Written problem> Below is the data. Give it again, complete and exact.

Items listed in a dataset:
______________________________

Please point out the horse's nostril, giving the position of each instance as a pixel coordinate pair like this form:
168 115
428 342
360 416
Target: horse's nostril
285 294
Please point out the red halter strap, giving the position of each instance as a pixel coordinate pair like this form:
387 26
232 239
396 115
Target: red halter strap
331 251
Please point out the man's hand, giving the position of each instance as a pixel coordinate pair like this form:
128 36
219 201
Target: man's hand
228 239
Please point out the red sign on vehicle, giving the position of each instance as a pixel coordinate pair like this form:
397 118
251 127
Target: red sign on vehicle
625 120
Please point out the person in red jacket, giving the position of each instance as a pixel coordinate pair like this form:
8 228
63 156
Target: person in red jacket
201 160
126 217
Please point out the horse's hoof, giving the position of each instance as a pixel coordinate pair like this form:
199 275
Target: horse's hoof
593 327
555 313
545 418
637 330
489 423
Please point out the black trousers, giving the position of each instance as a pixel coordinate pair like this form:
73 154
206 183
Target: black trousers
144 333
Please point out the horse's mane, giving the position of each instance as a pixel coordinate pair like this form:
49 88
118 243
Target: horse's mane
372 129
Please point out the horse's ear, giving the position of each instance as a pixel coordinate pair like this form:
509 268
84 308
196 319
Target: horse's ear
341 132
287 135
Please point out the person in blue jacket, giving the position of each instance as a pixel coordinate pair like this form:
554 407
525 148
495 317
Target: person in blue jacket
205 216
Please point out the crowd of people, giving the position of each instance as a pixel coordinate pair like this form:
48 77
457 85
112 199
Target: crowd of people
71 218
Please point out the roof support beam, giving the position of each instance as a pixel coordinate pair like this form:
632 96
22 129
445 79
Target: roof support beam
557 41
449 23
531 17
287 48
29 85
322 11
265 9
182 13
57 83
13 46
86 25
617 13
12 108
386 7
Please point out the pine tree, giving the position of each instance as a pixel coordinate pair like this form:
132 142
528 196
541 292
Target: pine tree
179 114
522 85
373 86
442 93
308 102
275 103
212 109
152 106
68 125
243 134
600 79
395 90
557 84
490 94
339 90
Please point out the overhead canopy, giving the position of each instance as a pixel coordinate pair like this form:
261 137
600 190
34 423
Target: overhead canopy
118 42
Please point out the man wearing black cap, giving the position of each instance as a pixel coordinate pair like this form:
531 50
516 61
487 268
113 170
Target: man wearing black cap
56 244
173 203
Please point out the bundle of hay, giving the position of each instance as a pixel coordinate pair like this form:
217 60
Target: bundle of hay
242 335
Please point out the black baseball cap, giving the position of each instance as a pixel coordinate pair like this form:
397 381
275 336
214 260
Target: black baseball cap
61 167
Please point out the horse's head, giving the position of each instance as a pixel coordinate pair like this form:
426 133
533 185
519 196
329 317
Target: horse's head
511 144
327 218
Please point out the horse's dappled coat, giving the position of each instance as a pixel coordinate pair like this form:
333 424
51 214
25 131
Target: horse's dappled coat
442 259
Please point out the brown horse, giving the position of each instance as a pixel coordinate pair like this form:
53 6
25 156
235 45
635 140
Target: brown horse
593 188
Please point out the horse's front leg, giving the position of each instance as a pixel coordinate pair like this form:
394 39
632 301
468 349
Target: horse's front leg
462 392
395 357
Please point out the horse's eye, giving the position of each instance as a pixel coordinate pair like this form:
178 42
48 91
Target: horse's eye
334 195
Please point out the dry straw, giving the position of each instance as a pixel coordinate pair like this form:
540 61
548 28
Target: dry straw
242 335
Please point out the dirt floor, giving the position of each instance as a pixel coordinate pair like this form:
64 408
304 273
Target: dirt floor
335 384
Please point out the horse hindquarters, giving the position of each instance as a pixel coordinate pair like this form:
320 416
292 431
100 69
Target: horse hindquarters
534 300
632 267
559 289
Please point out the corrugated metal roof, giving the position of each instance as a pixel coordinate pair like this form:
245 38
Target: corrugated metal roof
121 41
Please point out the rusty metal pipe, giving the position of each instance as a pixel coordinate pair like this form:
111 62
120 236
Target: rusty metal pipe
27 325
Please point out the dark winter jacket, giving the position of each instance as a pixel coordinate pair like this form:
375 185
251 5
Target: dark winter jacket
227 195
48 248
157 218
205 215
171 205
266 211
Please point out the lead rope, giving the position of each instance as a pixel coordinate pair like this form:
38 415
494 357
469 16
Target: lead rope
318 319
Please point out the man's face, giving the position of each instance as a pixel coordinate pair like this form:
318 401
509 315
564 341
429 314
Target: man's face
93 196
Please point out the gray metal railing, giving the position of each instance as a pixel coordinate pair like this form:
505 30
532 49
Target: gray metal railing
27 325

______________________________

Exercise solution>
Please point out the horse's nostril, giving the position of each instance as a pixel coordinate pair like this form:
168 115
428 342
360 416
Target: horse's nostril
285 294
Please point out the red halter strap, giving the position of each instance as a pixel coordinate pair like this form:
387 26
232 239
396 115
Target: red halter strap
331 251
Please point out the man's hand, giving the position of each instance as a pixel coordinate pair like this form:
128 36
219 201
Target: man's hand
228 239
Please point out the red sign on vehicle, giving the position of each instance as a pixel coordinate pair like this form:
397 118
251 127
Target: red sign on vehicle
625 120
Please point out the person in red jacket, giving the position of each instance as a pixel coordinate pair like this form:
8 228
63 156
Target: person in red jacket
201 160
126 217
Please point out the horse's hoof, giving the position of each instance as a pixel coordinate pair like this form:
199 275
Target: horse's hoof
593 327
555 313
545 418
637 330
489 423
Please point out the black trousers, giving the position of each instance as a pixel coordinate pair like this form:
73 154
206 183
Target: black trousers
144 333
Please point out the horse's mane, giving the position of each instance as a pixel coordinate pair like this form:
49 88
118 243
Target: horse's mane
372 129
Please point out the horse's ear, giving the position of each instance as a pixel coordinate pair like this form:
509 268
84 308
196 319
Target: horse's ear
341 132
287 135
Please point out the person in blue jacket, giving the position of each instance as a pixel coordinate pair like this form:
554 407
525 148
495 317
Target: person in blue jacket
205 216
Please point out the crowd of people, giving the position of each instance as a pixel coordinate pair like this form:
48 77
457 85
112 199
Target: crowd of people
71 218
Please point out the roof support beam, giving the position of each instance as a pixel coordinate pair like this form:
632 96
22 129
445 79
Target: roof support beam
557 41
449 23
531 17
287 48
29 85
322 11
265 9
182 13
57 83
13 46
86 25
617 13
12 108
386 7
Please point out the pine tree, giving the position of each instance as a pixel coordinate pair like this form:
132 142
528 196
541 292
Target: pine tree
179 114
522 85
373 86
442 93
308 102
275 103
212 109
152 106
68 125
243 134
600 79
395 90
557 84
490 94
339 90
Please point out the overhead canopy, giving the position of each instance as a pixel coordinate pair like this form:
261 137
600 190
34 423
Target: overhead canopy
118 42
Please point out the man wearing black cap, giving the position of each instance as a pixel coordinate pair like this form:
531 50
516 61
487 268
113 170
Target: man wearing black cap
56 244
173 203
Please point out the bundle of hay, giving the position of each instance as a pixel coordinate pair like this form:
217 60
Target: bundle of hay
242 335
Please point out the black baseball cap, giving the position of each instance as a pixel coordinate pair like this form:
397 381
275 336
214 260
Target: black baseball cap
61 167
Please point out the horse's head, giving the position of each instance as a pixel coordinate pair like this form:
426 133
533 185
519 196
329 317
Target: horse's head
511 144
327 218
Please point out the horse's dappled coat, giving the position of each instance as a pixel coordinate pair like this form:
333 424
51 214
25 131
Target: horse's dappled coat
442 259
Please point out the brown horse, giving the position of each instance as a pixel coordinate pair like this form:
53 6
25 156
235 45
635 140
Target: brown horse
593 188
Please point out the horse's front leg, giving the position of each instance as a pixel coordinate pair like this form:
394 39
632 301
468 349
Target: horse's front leg
462 392
395 357
Please point out the horse's eye, giving the position of each instance as a pixel coordinate pair like this form:
178 42
48 91
Target: horse's eye
334 195
Please point out the dry straw, giving the position of each instance as a pixel coordinate pair like this form:
540 61
548 28
Target: dry straw
242 335
Please point out the dirt floor, giving the position of each instance as a pixel coordinate pair like this form:
64 408
304 273
Target: dirt floor
335 384
Please point out the horse hindquarters, giving the position of each instance as a pixel coordinate pair like this form:
320 416
292 431
100 69
Target: horse hindquarters
534 300
632 267
559 289
Please point out the corrugated metal roof, giving the position of each instance as a pixel coordinate pair like this form:
245 38
Target: corrugated metal roof
121 41
Please point out the rusty metal pipe, giving the position of each instance as a pixel coordinate pair like this form:
111 62
120 236
Target: rusty metal pipe
27 325
Please point out the dark winter jacket, giving the position of each instance as a pixel coordinate pair like this form:
375 185
251 5
Target: dark winter jacket
227 195
48 248
157 218
205 215
171 205
266 211
Please point out the lead rope, giving the position of each instance as a pixel coordinate pair like this form:
38 415
494 357
469 16
Target: lead rope
318 319
Please point out the man's face, giving the position of each instance as a pixel coordinate pair like this form:
318 401
509 315
564 341
429 314
Target: man's face
93 196
Please point out the gray metal railing, giving the position of each instance as a pixel coordinate pair like this form:
505 30
532 49
Target: gray metal railing
27 325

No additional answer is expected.